• **What you need to do**: Copy every line of the entries below, request lines included. Scale each coordinate in the answers by 1.75 and round it to the nearest whole number, with halves rounded up, while leaving all numbers in the requests unchanged.

• **Extracted material**:
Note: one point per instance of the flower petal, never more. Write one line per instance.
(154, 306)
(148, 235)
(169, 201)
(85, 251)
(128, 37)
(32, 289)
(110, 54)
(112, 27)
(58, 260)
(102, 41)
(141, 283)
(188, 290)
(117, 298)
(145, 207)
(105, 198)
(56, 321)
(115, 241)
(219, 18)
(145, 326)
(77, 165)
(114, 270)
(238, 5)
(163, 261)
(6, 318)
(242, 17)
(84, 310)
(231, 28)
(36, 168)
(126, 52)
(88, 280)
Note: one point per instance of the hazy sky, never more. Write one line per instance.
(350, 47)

• **Solution to this exercise**:
Note: one point per instance of the flower petal, never more. Write one line per instance.
(270, 536)
(259, 411)
(296, 352)
(149, 439)
(224, 65)
(56, 506)
(193, 95)
(196, 47)
(102, 455)
(179, 72)
(247, 495)
(329, 508)
(205, 522)
(254, 362)
(184, 347)
(98, 562)
(201, 422)
(383, 32)
(254, 571)
(135, 289)
(200, 473)
(417, 9)
(285, 457)
(11, 557)
(424, 30)
(147, 543)
(404, 49)
(63, 294)
(221, 91)
(154, 490)
Note: one point per instance of the hazy sky, never more. Write one line per instance.
(613, 82)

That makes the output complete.